Extract the following lines exactly as they appear, beginning at the start of the records and continuing through the line that contains "[[107, 109, 117, 117]]", with both ends included.

* [Data]
%%

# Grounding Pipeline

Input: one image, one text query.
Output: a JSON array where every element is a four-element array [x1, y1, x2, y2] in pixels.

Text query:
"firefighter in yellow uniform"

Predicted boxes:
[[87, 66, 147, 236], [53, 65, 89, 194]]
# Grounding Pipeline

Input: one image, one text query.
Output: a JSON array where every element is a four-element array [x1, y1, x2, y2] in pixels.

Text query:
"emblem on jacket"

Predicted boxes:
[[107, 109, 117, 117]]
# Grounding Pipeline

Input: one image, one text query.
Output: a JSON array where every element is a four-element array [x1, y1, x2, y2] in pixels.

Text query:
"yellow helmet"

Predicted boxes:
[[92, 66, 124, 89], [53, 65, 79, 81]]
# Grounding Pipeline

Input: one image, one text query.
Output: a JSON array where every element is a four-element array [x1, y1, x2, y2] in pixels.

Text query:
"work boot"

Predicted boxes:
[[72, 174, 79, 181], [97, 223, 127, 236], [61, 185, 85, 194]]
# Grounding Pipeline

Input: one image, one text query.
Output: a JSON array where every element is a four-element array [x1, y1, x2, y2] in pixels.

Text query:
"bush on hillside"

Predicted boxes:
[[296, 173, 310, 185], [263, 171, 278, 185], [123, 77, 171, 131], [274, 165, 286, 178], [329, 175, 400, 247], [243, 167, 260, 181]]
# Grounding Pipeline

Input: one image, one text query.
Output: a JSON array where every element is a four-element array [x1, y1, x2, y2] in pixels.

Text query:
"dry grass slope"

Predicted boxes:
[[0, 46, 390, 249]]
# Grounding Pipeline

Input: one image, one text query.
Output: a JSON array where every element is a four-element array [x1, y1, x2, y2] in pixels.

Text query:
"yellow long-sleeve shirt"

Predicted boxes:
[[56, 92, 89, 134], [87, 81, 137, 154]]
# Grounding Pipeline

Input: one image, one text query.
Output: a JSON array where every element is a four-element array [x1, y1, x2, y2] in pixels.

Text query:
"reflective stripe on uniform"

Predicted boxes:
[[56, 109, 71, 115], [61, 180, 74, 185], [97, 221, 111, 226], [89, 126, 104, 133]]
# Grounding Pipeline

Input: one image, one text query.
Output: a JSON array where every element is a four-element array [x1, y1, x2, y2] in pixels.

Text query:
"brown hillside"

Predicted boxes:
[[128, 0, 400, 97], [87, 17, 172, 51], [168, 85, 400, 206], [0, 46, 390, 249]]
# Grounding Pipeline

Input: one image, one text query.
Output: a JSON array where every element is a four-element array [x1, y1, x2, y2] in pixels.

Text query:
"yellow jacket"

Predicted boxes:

%%

* [Response]
# Grounding Pipeline

Input: one image, one text query.
Output: a JSON array where every element is a four-element array [x1, y1, x2, y2] in pixels.

Text query:
"firefighter in yellow uniform"

Predicted boxes:
[[87, 66, 147, 236], [53, 65, 89, 194]]
# Grounding Pipeline

Input: one image, one text query.
Output: a JSON array where every element is a four-element array [x1, y1, x2, y2] in pixels.

Text query:
"emblem on jacket"

Predicted boxes:
[[107, 109, 117, 117]]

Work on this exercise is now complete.